What you are asked to do:
Rewrite the material below with "one pair to a line" changed to "one pair per line" everywhere it occurs. Leave everything else unchanged.

Point annotation records
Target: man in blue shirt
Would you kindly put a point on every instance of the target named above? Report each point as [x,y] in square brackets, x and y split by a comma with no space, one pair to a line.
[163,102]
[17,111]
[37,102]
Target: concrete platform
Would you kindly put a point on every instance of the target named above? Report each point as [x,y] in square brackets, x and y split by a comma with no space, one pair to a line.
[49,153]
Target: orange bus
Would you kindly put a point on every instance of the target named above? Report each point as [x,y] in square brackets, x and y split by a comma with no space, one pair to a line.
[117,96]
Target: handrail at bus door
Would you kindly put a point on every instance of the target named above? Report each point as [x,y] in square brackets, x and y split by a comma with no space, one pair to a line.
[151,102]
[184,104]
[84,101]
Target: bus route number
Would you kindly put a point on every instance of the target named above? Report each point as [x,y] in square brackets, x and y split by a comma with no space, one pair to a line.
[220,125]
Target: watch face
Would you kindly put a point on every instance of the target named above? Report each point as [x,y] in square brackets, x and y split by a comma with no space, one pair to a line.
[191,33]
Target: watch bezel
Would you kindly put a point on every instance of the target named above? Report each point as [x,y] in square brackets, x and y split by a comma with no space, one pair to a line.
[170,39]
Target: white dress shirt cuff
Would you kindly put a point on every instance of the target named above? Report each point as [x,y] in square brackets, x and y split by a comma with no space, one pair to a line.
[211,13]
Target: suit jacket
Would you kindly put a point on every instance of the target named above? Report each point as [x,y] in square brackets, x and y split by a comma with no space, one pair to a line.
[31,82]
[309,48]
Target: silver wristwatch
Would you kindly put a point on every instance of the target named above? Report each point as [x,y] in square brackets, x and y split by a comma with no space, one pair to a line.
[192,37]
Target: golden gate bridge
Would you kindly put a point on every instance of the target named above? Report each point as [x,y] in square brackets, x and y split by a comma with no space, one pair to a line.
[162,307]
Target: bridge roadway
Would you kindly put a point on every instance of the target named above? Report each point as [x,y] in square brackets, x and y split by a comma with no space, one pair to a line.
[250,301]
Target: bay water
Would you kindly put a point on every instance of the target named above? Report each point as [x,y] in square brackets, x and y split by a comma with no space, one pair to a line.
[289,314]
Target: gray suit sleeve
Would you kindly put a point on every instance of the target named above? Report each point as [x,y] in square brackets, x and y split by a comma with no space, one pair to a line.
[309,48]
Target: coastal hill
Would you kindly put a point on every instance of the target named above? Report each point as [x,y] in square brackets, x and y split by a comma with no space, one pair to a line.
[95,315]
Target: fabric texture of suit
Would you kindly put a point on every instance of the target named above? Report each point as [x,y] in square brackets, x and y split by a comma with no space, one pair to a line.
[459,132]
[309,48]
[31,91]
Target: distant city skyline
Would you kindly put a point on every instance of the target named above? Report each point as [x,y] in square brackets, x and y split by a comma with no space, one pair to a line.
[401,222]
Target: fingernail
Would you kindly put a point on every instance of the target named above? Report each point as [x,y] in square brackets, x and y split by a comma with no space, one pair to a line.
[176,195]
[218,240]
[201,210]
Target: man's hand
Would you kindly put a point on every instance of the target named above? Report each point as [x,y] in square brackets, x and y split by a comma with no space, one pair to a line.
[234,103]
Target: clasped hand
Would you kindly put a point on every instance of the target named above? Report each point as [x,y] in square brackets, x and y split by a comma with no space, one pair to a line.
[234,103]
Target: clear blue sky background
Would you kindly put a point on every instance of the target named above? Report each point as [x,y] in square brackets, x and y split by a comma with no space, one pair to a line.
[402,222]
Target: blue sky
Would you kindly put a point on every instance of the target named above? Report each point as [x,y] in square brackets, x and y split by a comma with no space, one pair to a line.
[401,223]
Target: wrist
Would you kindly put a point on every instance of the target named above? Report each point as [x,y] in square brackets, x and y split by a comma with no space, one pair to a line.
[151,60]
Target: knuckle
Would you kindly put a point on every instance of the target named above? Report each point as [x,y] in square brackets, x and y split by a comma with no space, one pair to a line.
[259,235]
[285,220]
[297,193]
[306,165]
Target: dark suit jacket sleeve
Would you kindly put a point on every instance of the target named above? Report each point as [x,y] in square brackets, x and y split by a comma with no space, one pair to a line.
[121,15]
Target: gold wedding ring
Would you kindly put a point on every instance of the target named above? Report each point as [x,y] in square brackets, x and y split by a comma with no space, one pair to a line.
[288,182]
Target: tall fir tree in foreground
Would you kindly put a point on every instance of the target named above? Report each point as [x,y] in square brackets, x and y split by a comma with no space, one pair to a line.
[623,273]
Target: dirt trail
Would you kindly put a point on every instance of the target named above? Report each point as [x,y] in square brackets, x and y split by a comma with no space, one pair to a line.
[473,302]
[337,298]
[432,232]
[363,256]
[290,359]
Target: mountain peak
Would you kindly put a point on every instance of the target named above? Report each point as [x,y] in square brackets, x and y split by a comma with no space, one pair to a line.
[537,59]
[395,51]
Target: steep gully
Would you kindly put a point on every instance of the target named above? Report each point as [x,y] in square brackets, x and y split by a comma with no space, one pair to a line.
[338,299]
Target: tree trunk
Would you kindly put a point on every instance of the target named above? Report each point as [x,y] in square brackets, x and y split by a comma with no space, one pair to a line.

Expected output:
Target: man in blue shirt
Would you kindly put a point on every instance of the target named above? Report each point as [x,y] in square brackets, x and y split by a comma with no space, one pair per line.
[163,102]
[17,111]
[37,102]
Target: concrete platform
Would you kindly put a point on every instance of the target named above? Report each point as [x,y] in square brackets, x and y split by a comma with no space, one pair per line.
[49,153]
Target: orange bus
Would you kindly put a point on every instance of the target named above? Report each point as [x,y] in square brackets, x and y split by a comma with no space, one pair per line.
[117,96]
Target: handrail at bus door
Would you kindly put a point on every instance of the target named above? Report each point as [x,y] in square brackets, x and y split by a comma with no space, one pair per line.
[151,102]
[184,104]
[84,101]
Target: bus route number
Would you kindly put a point on every instance of the target named above? Report each point as [x,y] in square brackets, x and y split by a comma with no space, one pair per line.
[220,125]
Target: watch face
Would you kindly put a point on every instance of the target named above? Report each point as [x,y] in square brackets, x and y split by a comma with no space, one pair per line.
[191,33]
Target: watch bezel
Would you kindly put a point on every instance of the target named above? Report each point as [x,y] in square brackets, x and y split by a comma with no space, one pair per line.
[170,39]
Target: white dress shirt cuff
Would you kindly put a point on every instance of the target named above? Report each point as [x,y] in square brackets, x and y split by a comma with no space, one pair per line.
[211,13]
Target: suit jacket
Would you kindly put a point on every instance of the target named above? Report each point as [x,y] in square brackets, x and y split by a comma with no space, one pair per line.
[31,82]
[309,48]
Target: silver wristwatch
Would you kindly put a point on every instance of the target named above? Report each point as [x,y] in square brackets, x and y split by a comma with no space, one pair per line.
[192,37]
Target: golden gate bridge
Would you kindly put a point on every instance of the target named above? Report each point as [x,y] in square brackets, x and y split by a comma with no space, one pair per line.
[162,307]
Target: bridge roadway
Would you kindly put a point on every instance of the target named above? Report each point as [x,y] in square brackets, x and y split by a comma with no space, one pair per line.
[250,301]
Target: bay water
Would you kindly put a point on every instance of the target named above? Report each point as [x,y] in square brackets, x and y split by a comma with no space, one pair per line.
[289,314]
Target: gray suit sleeve
Would you kindly put a point on every instance of the target named above? Report each point as [x,y] in square brackets, x and y split by a comma with no space, one pair per line.
[309,48]
Target: coastal hill
Would you kindly put a point on every instance of the target named above? Report each point as [x,y] in square brackets, x and y split by a comma with no space, one pair per line.
[95,315]
Target: fabric texture of suit
Would you kindly put a point on every instance of the target named above? Report each point as [x,y] in square brackets, x and y split by a comma with no space, one pair per line.
[459,132]
[309,48]
[31,91]
Target: distant city skyline
Would you kindly put a point on every instance of the target named above? Report each point as [x,y] in square brackets, x and y split by a comma with no space, one pair per line.
[401,222]
Target: fingernail
Would you kindly put a point on every instance of the target named above? Report each point as [x,y] in square brackets, x and y split by a comma with no space, one pair per line.
[176,195]
[218,240]
[201,210]
Target: man's hand
Would you kindly put a point on every instance of the target named above? Report each point as [x,y] in square brackets, x and y split by a comma with no space, one pair per line.
[234,103]
Target: clasped hand
Would you kindly put a point on every instance of the target named above? Report each point as [x,y] in square brackets, x and y split by a comma with no space, one pair per line.
[234,103]
Target: clear blue sky background
Would you kindly put a point on every instance of the target named above? Report each point as [x,y] in square brackets, x and y split by a comma with no space, one pair per line.
[402,222]
Target: blue sky
Would you kindly put a point on every instance of the target named above? Report each point as [x,y] in square brackets, x and y split by a comma with no space, one pair per line.
[401,223]
Target: wrist
Would you kindly put a point on every instance of the target named above? Report each point as [x,y] in square brackets, x and y split by a comma with no space, one pair per line.
[151,60]
Target: knuckle
Would you kindly put a point on every instance of the target named above? Report each point as [x,y] in square brackets, x and y split by a comma with no space, one pair per line.
[259,235]
[285,220]
[297,193]
[306,165]
Target: dark suit jacket sleeve
Would you kindly put a point on every instance of the target named above? Report each point as [x,y] in square brackets, x and y split by a comma with no space, one pair per line.
[121,15]
Target: gold wedding ring
Would you kindly put a point on every instance of the target named above? Report each point as [x,y] in square brackets, x and y split by a comma with no space, one pair per line.
[288,182]
Target: tall fir tree in foreground
Would you kindly put a point on every instance of the target named above? Report each point as [x,y] in square brackets, x and y split by a comma with no space, one pair per line.
[623,273]
Target: dirt trail
Would you kindly put a point on every instance of the target named above? Report each point as [x,y] in square brackets, x and y split by a comma with no space, one pair per line.
[473,302]
[337,298]
[432,232]
[363,256]
[290,359]
Target: mountain peak
Would you kindly put a point on every instance of the target named above? Report each point as [x,y] in square brackets, x and y split by a comma with no space, one pair per line.
[537,59]
[395,51]
Target: steep gully
Would you kindly put a point on every instance of the target named above? Report each point as [x,y] in square brackets, x and y split by a comma with no space, one pair per line.
[338,299]
Target: tree trunk
Would you kindly put a point on every instance of the target named above? Report each point as [x,y] in square brackets, x and y split by a comma with no space, one pair per line.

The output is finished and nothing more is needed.